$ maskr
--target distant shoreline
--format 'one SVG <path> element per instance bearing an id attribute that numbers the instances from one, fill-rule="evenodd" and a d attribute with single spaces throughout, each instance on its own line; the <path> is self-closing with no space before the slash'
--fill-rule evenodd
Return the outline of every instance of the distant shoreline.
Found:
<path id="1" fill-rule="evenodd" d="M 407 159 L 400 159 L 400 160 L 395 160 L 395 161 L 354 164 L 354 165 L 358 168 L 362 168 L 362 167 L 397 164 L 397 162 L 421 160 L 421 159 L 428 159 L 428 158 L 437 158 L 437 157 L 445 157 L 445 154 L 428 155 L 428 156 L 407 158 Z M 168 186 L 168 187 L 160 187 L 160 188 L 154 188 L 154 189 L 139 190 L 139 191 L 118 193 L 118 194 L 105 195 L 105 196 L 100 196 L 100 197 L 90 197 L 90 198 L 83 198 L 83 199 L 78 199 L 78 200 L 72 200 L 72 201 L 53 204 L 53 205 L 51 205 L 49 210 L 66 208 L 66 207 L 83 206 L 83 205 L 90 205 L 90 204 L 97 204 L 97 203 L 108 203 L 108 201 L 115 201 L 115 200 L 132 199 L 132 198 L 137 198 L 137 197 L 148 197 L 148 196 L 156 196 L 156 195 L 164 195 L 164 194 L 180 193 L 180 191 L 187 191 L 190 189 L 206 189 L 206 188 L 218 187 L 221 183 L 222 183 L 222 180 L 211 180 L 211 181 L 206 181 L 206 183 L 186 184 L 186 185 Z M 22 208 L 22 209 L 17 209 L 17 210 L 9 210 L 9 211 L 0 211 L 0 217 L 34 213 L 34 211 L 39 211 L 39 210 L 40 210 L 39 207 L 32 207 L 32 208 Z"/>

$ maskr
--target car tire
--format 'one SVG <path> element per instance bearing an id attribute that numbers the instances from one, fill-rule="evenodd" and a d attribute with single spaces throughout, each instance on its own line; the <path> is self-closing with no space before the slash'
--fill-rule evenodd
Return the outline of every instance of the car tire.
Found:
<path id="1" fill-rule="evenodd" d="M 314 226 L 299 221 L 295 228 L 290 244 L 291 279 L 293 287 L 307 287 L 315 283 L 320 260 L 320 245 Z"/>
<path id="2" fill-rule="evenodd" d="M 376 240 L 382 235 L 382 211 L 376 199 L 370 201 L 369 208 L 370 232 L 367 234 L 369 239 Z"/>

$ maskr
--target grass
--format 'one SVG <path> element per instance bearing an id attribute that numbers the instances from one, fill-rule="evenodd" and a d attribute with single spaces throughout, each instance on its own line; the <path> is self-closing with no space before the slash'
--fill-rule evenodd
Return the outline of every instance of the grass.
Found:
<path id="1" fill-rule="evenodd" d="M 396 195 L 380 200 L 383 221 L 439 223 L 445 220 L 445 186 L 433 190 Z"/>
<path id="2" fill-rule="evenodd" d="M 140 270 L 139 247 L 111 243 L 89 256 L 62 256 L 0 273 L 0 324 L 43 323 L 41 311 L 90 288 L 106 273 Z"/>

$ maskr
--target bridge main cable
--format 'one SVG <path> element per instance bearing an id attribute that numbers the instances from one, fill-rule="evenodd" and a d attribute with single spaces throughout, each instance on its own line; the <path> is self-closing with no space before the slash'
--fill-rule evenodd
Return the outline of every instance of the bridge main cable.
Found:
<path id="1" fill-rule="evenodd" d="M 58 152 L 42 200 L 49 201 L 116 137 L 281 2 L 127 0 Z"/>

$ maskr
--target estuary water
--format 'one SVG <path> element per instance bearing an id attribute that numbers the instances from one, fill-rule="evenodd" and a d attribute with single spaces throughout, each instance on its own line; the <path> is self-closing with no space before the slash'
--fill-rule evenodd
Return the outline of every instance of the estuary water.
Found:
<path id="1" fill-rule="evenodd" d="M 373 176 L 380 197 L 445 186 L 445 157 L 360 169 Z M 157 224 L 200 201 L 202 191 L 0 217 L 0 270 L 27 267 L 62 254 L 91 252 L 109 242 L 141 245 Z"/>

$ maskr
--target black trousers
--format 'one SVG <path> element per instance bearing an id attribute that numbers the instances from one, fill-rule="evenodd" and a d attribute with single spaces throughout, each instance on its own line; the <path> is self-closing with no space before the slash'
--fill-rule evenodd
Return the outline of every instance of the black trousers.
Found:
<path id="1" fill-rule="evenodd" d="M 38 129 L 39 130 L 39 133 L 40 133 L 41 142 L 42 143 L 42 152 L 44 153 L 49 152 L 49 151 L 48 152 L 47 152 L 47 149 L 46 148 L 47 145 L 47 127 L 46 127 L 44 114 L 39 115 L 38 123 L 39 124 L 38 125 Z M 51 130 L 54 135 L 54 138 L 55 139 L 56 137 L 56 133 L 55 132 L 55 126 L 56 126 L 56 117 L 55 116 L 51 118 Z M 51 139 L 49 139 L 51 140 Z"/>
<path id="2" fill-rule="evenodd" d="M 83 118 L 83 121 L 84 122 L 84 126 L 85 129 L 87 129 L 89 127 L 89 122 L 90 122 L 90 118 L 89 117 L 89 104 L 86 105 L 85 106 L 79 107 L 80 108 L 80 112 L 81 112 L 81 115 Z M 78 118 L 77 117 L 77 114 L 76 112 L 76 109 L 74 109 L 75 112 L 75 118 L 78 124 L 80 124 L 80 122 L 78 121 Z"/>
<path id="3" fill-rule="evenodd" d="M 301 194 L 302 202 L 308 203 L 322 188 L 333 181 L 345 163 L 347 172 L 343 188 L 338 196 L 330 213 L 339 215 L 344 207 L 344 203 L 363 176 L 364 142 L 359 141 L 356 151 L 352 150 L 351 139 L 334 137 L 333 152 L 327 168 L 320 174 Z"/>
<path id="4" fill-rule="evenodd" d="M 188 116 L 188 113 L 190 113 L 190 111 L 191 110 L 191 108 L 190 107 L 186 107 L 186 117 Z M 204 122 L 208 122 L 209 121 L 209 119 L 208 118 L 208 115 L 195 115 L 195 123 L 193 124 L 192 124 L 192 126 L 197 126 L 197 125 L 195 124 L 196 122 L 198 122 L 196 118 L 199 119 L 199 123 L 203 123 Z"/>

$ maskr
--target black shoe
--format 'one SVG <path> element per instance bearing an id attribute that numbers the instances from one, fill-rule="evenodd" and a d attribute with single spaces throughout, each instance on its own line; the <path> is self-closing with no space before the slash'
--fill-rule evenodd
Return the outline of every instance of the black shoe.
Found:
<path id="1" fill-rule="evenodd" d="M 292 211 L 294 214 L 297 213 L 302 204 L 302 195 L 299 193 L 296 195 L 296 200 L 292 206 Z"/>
########
- _Short problem_:
Output an exact copy of each record.

- _Output below_:
$ maskr
--target distant shoreline
--format 'one SVG <path> element per instance bearing an id attribute that numbers the instances from one, fill-rule="evenodd" and a d attribute with single spaces throughout, each instance on its own line; the <path> is self-closing with no space before the slash'
--fill-rule evenodd
Return the outline of every instance of the distant shoreline.
Found:
<path id="1" fill-rule="evenodd" d="M 407 159 L 400 159 L 400 160 L 395 160 L 395 161 L 354 164 L 354 165 L 358 168 L 362 168 L 362 167 L 397 164 L 397 162 L 421 160 L 421 159 L 428 159 L 428 158 L 437 158 L 437 157 L 445 157 L 445 154 L 428 155 L 428 156 L 407 158 Z M 168 186 L 168 187 L 160 187 L 160 188 L 154 188 L 154 189 L 139 190 L 139 191 L 118 193 L 118 194 L 105 195 L 105 196 L 100 196 L 100 197 L 90 197 L 90 198 L 83 198 L 83 199 L 78 199 L 78 200 L 72 200 L 72 201 L 53 204 L 53 205 L 51 205 L 49 210 L 66 208 L 66 207 L 83 206 L 83 205 L 90 205 L 90 204 L 97 204 L 97 203 L 108 203 L 108 201 L 115 201 L 115 200 L 132 199 L 132 198 L 137 198 L 137 197 L 148 197 L 148 196 L 156 196 L 156 195 L 164 195 L 164 194 L 180 193 L 180 191 L 187 191 L 190 189 L 206 189 L 206 188 L 218 187 L 221 183 L 222 183 L 222 180 L 211 180 L 211 181 L 206 181 L 206 183 L 186 184 L 186 185 Z M 22 208 L 22 209 L 17 209 L 17 210 L 9 210 L 9 211 L 0 211 L 0 217 L 34 213 L 34 211 L 39 211 L 39 210 L 40 210 L 39 207 L 32 207 L 32 208 Z"/>

$ maskr
--target car tire
--format 'one SVG <path> element per instance bearing an id attribute that numbers the instances from one, fill-rule="evenodd" and a d attribute with single spaces throughout, each instance on its own line; the <path> is self-closing with no space before the slash'
--fill-rule evenodd
Return the outline of every instance of the car tire.
Found:
<path id="1" fill-rule="evenodd" d="M 314 226 L 299 221 L 295 228 L 290 244 L 291 279 L 293 287 L 307 287 L 315 283 L 320 260 L 320 245 Z"/>
<path id="2" fill-rule="evenodd" d="M 376 240 L 382 235 L 382 211 L 376 199 L 370 201 L 369 208 L 370 232 L 367 234 L 369 239 Z"/>

$ maskr
--target grass
--format 'one SVG <path> element per instance bearing an id attribute that numbers the instances from one, fill-rule="evenodd" and a d attribute with single spaces throughout, each instance on its own line; the <path> is self-closing with no space before the slash'
--fill-rule evenodd
Return the outline of every instance of the grass.
Found:
<path id="1" fill-rule="evenodd" d="M 396 195 L 380 200 L 383 221 L 439 223 L 445 220 L 445 186 L 433 190 Z"/>
<path id="2" fill-rule="evenodd" d="M 140 270 L 139 247 L 111 243 L 89 256 L 62 256 L 0 273 L 0 324 L 43 323 L 41 311 L 90 288 L 106 273 Z"/>

$ maskr
--target bridge main cable
--format 'one SVG <path> element per instance bearing an id attribute that numbers the instances from one, fill-rule="evenodd" and a d attribute with single spaces throughout, each instance on its own line; the <path> is self-closing with no space before the slash'
--fill-rule evenodd
Return the outline of every instance of the bridge main cable.
Found:
<path id="1" fill-rule="evenodd" d="M 58 152 L 42 200 L 49 201 L 116 137 L 281 2 L 127 0 Z"/>

$ maskr
--target estuary water
--format 'one SVG <path> element per instance bearing an id attribute that numbers the instances from one, fill-rule="evenodd" and a d attribute with single spaces throughout, each instance on its own line; the <path> is self-closing with no space before the slash'
--fill-rule evenodd
Return the outline of every instance of the estuary water.
Found:
<path id="1" fill-rule="evenodd" d="M 373 176 L 380 197 L 445 186 L 445 157 L 360 169 Z M 157 224 L 200 201 L 202 191 L 0 217 L 0 270 L 27 267 L 62 254 L 91 252 L 109 242 L 141 245 Z"/>

$ maskr
--target black trousers
--format 'one SVG <path> element per instance bearing an id attribute that numbers the instances from one, fill-rule="evenodd" and a d attribute with single spaces throughout, each instance on its own line; the <path> is self-closing with no space before the slash'
--fill-rule evenodd
Return the outline of every instance of the black trousers.
Found:
<path id="1" fill-rule="evenodd" d="M 38 129 L 39 130 L 39 133 L 40 133 L 41 142 L 42 143 L 42 152 L 44 153 L 49 152 L 49 151 L 48 152 L 47 152 L 47 149 L 46 148 L 47 145 L 47 127 L 46 127 L 44 114 L 39 115 L 38 123 L 39 124 L 38 125 Z M 51 130 L 54 135 L 54 138 L 55 139 L 56 137 L 56 133 L 55 132 L 55 126 L 56 126 L 56 117 L 55 116 L 51 118 Z M 51 139 L 49 139 L 51 140 Z"/>
<path id="2" fill-rule="evenodd" d="M 83 118 L 83 121 L 84 122 L 84 126 L 85 129 L 87 129 L 89 127 L 89 122 L 90 122 L 90 118 L 89 117 L 89 104 L 86 105 L 85 106 L 79 107 L 80 108 L 80 112 L 81 112 L 81 115 Z M 78 118 L 77 117 L 77 114 L 76 112 L 76 109 L 74 109 L 75 112 L 75 118 L 78 124 L 80 124 L 80 122 L 78 121 Z"/>
<path id="3" fill-rule="evenodd" d="M 301 194 L 302 202 L 308 203 L 322 188 L 333 181 L 345 163 L 347 172 L 343 188 L 338 196 L 330 213 L 339 215 L 344 207 L 344 203 L 363 176 L 364 142 L 359 141 L 356 151 L 352 150 L 351 139 L 334 137 L 333 152 L 327 168 L 320 174 Z"/>
<path id="4" fill-rule="evenodd" d="M 188 116 L 188 113 L 190 113 L 190 111 L 191 110 L 191 108 L 190 107 L 186 107 L 186 117 Z M 204 122 L 208 122 L 209 121 L 209 119 L 208 118 L 208 115 L 195 115 L 195 123 L 193 124 L 192 124 L 192 126 L 197 126 L 197 125 L 195 124 L 196 122 L 198 122 L 196 118 L 199 119 L 199 123 L 203 123 Z"/>

$ maskr
--target black shoe
--format 'one SVG <path> element per instance bearing an id attribute that numbers the instances from one, fill-rule="evenodd" and a d attribute with single spaces throughout, each instance on its own line; the <path> is self-closing with no space before the slash'
--fill-rule evenodd
Return the outline of every instance of the black shoe.
Found:
<path id="1" fill-rule="evenodd" d="M 292 211 L 294 214 L 297 213 L 302 204 L 302 195 L 299 193 L 296 195 L 296 200 L 292 206 Z"/>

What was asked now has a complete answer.